• _Direction_:
Rewrite the listing with "pointer" replaced by "locator", leaving everything else unchanged.

[A data block]
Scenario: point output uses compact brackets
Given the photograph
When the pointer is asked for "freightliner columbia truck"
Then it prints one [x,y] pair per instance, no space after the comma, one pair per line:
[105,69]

• _The response_:
Scenario: point output uses compact brackets
Given the photograph
When the locator is asked for "freightliner columbia truck"
Then it prints one [x,y] pair per instance, no space after the comma, one pair per line:
[105,69]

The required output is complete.